*** Begin section ***

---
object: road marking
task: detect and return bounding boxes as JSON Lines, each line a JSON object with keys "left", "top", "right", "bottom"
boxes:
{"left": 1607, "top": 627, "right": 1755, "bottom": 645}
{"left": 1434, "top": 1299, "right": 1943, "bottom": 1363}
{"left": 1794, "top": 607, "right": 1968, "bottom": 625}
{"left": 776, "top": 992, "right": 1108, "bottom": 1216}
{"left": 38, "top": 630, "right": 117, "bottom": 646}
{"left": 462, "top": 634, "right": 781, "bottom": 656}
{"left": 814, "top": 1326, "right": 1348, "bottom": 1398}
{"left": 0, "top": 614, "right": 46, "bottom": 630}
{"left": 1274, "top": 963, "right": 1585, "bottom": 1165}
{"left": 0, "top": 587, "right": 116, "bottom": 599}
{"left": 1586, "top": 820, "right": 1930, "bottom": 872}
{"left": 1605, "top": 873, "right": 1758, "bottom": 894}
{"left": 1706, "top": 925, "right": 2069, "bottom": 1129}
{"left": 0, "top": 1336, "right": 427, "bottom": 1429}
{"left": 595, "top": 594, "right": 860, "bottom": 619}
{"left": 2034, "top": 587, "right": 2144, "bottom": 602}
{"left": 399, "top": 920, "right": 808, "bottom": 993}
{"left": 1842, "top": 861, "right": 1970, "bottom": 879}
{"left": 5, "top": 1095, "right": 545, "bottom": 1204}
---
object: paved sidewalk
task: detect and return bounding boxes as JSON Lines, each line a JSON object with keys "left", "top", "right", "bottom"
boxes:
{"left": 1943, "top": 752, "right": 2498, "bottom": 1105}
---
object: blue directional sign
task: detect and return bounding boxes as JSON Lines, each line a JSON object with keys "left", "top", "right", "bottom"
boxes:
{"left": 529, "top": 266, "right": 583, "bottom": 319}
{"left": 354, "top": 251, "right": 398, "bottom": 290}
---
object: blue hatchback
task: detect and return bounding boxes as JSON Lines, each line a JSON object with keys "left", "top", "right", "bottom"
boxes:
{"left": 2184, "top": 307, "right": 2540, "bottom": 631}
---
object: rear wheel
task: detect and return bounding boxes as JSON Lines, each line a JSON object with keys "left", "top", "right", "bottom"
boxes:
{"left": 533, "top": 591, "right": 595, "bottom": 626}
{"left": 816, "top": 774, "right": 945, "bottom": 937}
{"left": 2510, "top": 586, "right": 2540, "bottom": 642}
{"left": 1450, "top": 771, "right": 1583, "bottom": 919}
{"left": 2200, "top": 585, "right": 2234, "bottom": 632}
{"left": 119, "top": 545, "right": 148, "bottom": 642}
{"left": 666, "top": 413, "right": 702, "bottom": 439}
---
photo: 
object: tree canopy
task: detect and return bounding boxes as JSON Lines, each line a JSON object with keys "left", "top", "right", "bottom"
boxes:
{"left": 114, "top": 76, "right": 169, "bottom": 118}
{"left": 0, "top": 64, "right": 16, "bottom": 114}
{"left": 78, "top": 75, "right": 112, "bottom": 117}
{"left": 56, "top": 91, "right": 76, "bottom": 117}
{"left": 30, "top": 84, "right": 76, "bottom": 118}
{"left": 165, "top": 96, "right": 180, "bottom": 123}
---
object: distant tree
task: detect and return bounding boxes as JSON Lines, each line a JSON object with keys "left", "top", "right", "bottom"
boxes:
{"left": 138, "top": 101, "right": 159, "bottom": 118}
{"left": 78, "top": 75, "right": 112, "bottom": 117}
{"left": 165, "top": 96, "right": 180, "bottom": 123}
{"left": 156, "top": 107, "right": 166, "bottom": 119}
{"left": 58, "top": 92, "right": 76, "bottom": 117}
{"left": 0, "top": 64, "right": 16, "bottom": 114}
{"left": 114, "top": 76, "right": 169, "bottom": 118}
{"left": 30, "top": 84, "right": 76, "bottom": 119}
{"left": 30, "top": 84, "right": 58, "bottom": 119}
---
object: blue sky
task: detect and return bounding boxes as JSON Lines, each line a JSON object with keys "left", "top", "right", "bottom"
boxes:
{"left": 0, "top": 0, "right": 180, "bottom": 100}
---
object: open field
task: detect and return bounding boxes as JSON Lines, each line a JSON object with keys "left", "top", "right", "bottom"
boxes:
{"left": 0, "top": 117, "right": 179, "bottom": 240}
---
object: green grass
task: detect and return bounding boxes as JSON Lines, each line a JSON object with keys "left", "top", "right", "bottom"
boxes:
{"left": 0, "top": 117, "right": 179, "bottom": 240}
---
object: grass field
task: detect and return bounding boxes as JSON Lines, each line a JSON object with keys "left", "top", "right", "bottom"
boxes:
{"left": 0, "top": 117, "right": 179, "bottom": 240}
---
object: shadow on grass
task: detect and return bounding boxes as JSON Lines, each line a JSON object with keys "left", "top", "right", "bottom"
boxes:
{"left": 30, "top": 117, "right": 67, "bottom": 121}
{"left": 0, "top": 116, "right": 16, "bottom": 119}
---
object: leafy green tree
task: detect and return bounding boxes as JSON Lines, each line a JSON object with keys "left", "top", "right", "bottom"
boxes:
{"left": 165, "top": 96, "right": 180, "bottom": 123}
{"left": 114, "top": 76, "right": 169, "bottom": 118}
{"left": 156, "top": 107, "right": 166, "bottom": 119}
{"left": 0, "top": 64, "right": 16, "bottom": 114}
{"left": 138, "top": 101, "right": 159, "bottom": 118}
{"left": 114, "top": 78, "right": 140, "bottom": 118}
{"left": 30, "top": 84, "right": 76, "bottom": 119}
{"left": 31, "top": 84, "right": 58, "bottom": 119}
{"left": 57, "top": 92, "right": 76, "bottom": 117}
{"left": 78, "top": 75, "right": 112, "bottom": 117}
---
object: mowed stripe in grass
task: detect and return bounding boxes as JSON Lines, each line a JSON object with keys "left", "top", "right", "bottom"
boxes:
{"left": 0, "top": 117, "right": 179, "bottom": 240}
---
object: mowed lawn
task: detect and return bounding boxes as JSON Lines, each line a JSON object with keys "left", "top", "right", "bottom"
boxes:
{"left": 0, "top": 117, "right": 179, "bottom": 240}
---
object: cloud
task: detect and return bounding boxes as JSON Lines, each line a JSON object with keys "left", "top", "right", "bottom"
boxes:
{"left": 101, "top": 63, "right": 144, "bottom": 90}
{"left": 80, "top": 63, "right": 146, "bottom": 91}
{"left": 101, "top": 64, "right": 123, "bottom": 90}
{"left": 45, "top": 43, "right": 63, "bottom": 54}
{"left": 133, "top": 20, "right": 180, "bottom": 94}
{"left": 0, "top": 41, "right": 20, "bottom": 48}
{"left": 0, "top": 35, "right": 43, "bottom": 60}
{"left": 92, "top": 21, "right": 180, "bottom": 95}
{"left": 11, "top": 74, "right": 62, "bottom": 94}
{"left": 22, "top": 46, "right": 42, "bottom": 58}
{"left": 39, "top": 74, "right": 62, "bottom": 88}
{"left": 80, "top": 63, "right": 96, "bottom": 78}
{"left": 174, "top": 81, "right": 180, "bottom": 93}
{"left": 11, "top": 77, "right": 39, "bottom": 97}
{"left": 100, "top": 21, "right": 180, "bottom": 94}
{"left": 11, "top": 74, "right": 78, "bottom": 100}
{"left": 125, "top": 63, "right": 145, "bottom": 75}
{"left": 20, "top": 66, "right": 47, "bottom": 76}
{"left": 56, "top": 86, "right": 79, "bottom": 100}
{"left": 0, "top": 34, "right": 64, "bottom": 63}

*** End section ***

PROMPT: The answer should be the full set of records, reproduced exactly.

COMPLETED TASK:
---
object: road marking
task: detect and return bounding boxes as JSON Lines, each line a JSON object with keys "left", "top", "right", "bottom"
boxes:
{"left": 1607, "top": 627, "right": 1755, "bottom": 645}
{"left": 1434, "top": 1299, "right": 1943, "bottom": 1363}
{"left": 1794, "top": 607, "right": 1968, "bottom": 625}
{"left": 776, "top": 992, "right": 1108, "bottom": 1216}
{"left": 38, "top": 630, "right": 117, "bottom": 646}
{"left": 462, "top": 634, "right": 781, "bottom": 656}
{"left": 814, "top": 1326, "right": 1348, "bottom": 1398}
{"left": 0, "top": 614, "right": 46, "bottom": 630}
{"left": 1274, "top": 963, "right": 1585, "bottom": 1165}
{"left": 0, "top": 587, "right": 116, "bottom": 599}
{"left": 1586, "top": 820, "right": 1930, "bottom": 872}
{"left": 1605, "top": 873, "right": 1758, "bottom": 894}
{"left": 1706, "top": 925, "right": 2069, "bottom": 1129}
{"left": 0, "top": 1336, "right": 427, "bottom": 1429}
{"left": 595, "top": 594, "right": 860, "bottom": 619}
{"left": 2034, "top": 587, "right": 2144, "bottom": 602}
{"left": 399, "top": 920, "right": 808, "bottom": 993}
{"left": 1842, "top": 861, "right": 1970, "bottom": 879}
{"left": 5, "top": 1095, "right": 545, "bottom": 1204}
---
object: paved sidewalk
task: detect and return bounding boxes as JSON Lines, each line a JSON object with keys "left", "top", "right", "bottom"
boxes:
{"left": 1943, "top": 752, "right": 2498, "bottom": 1105}
---
object: blue directional sign
task: detect and return bounding boxes as JSON Lines, each line a JSON object with keys "left", "top", "right", "bottom"
boxes:
{"left": 529, "top": 266, "right": 583, "bottom": 319}
{"left": 354, "top": 251, "right": 398, "bottom": 290}
---
object: blue hatchback
task: detect and return bounding boxes as JSON Lines, each line a JSON object with keys "left", "top", "right", "bottom"
boxes:
{"left": 2184, "top": 307, "right": 2540, "bottom": 631}
---
object: rear wheel
task: detect and return bounding boxes as JSON Lines, each line a JSON object with keys "left", "top", "right", "bottom"
boxes:
{"left": 533, "top": 591, "right": 595, "bottom": 626}
{"left": 816, "top": 774, "right": 945, "bottom": 937}
{"left": 2510, "top": 586, "right": 2540, "bottom": 642}
{"left": 1450, "top": 771, "right": 1583, "bottom": 919}
{"left": 2200, "top": 585, "right": 2234, "bottom": 632}
{"left": 119, "top": 545, "right": 148, "bottom": 642}
{"left": 666, "top": 413, "right": 702, "bottom": 439}
---
photo: 
object: tree canopy
task: detect and return bounding boxes as JSON Lines, each line a JSON object with keys "left", "top", "right", "bottom"
boxes:
{"left": 114, "top": 76, "right": 169, "bottom": 118}
{"left": 0, "top": 64, "right": 16, "bottom": 114}
{"left": 78, "top": 75, "right": 112, "bottom": 117}
{"left": 56, "top": 91, "right": 76, "bottom": 117}
{"left": 30, "top": 84, "right": 76, "bottom": 118}
{"left": 165, "top": 96, "right": 180, "bottom": 123}
---
object: distant tree
task: detect and return bounding boxes as JSON Lines, each line a JSON object with keys "left", "top", "right", "bottom"
boxes:
{"left": 138, "top": 101, "right": 159, "bottom": 118}
{"left": 78, "top": 75, "right": 112, "bottom": 117}
{"left": 165, "top": 96, "right": 180, "bottom": 123}
{"left": 156, "top": 107, "right": 166, "bottom": 119}
{"left": 58, "top": 92, "right": 76, "bottom": 117}
{"left": 0, "top": 64, "right": 16, "bottom": 114}
{"left": 114, "top": 76, "right": 169, "bottom": 118}
{"left": 30, "top": 84, "right": 76, "bottom": 119}
{"left": 30, "top": 84, "right": 58, "bottom": 119}
---
object: blue sky
task: detect and return bounding boxes as JSON Lines, each line a JSON object with keys "left", "top", "right", "bottom"
boxes:
{"left": 0, "top": 0, "right": 180, "bottom": 100}
---
object: open field
task: detect and return bounding boxes as JSON Lines, each line a JSON object with keys "left", "top", "right", "bottom"
boxes:
{"left": 0, "top": 117, "right": 179, "bottom": 240}
---
object: green grass
task: detect and return bounding boxes as JSON Lines, each line a JSON object with keys "left", "top", "right", "bottom"
boxes:
{"left": 0, "top": 117, "right": 179, "bottom": 240}
---
object: grass field
task: detect and return bounding boxes as JSON Lines, each line a JSON object with keys "left", "top", "right", "bottom"
boxes:
{"left": 0, "top": 117, "right": 179, "bottom": 240}
---
object: shadow on grass
task: detect and return bounding boxes as JSON Lines, each line a JSON object with keys "left", "top", "right", "bottom"
boxes:
{"left": 30, "top": 117, "right": 67, "bottom": 121}
{"left": 0, "top": 116, "right": 16, "bottom": 119}
---
object: leafy green tree
task: detect and return bounding boxes as JSON Lines, each line a JSON object with keys "left", "top", "right", "bottom"
boxes:
{"left": 165, "top": 96, "right": 180, "bottom": 123}
{"left": 114, "top": 76, "right": 169, "bottom": 118}
{"left": 156, "top": 107, "right": 166, "bottom": 119}
{"left": 0, "top": 64, "right": 16, "bottom": 114}
{"left": 138, "top": 101, "right": 159, "bottom": 118}
{"left": 114, "top": 78, "right": 140, "bottom": 118}
{"left": 30, "top": 84, "right": 76, "bottom": 119}
{"left": 31, "top": 84, "right": 58, "bottom": 119}
{"left": 57, "top": 92, "right": 76, "bottom": 117}
{"left": 78, "top": 75, "right": 112, "bottom": 117}
---
object: mowed stripe in grass
task: detect and return bounding boxes as JSON Lines, each line a JSON object with keys "left", "top", "right", "bottom"
boxes:
{"left": 0, "top": 117, "right": 179, "bottom": 240}
---
object: mowed lawn
task: detect and return bounding boxes as JSON Lines, each line a JSON object with keys "left", "top", "right", "bottom"
boxes:
{"left": 0, "top": 117, "right": 179, "bottom": 240}
---
object: cloud
task: detect and return bounding boxes as JSON Lines, each line a JSON object with keys "left", "top", "right", "bottom"
boxes:
{"left": 101, "top": 63, "right": 144, "bottom": 90}
{"left": 80, "top": 63, "right": 146, "bottom": 91}
{"left": 101, "top": 64, "right": 123, "bottom": 90}
{"left": 45, "top": 43, "right": 63, "bottom": 54}
{"left": 133, "top": 20, "right": 180, "bottom": 94}
{"left": 0, "top": 41, "right": 20, "bottom": 48}
{"left": 0, "top": 35, "right": 43, "bottom": 60}
{"left": 92, "top": 21, "right": 180, "bottom": 95}
{"left": 11, "top": 74, "right": 62, "bottom": 94}
{"left": 22, "top": 46, "right": 42, "bottom": 58}
{"left": 39, "top": 74, "right": 62, "bottom": 88}
{"left": 80, "top": 63, "right": 96, "bottom": 78}
{"left": 174, "top": 81, "right": 180, "bottom": 93}
{"left": 11, "top": 77, "right": 39, "bottom": 97}
{"left": 100, "top": 21, "right": 180, "bottom": 94}
{"left": 11, "top": 74, "right": 78, "bottom": 100}
{"left": 125, "top": 63, "right": 145, "bottom": 75}
{"left": 20, "top": 66, "right": 47, "bottom": 76}
{"left": 56, "top": 86, "right": 79, "bottom": 100}
{"left": 0, "top": 34, "right": 64, "bottom": 63}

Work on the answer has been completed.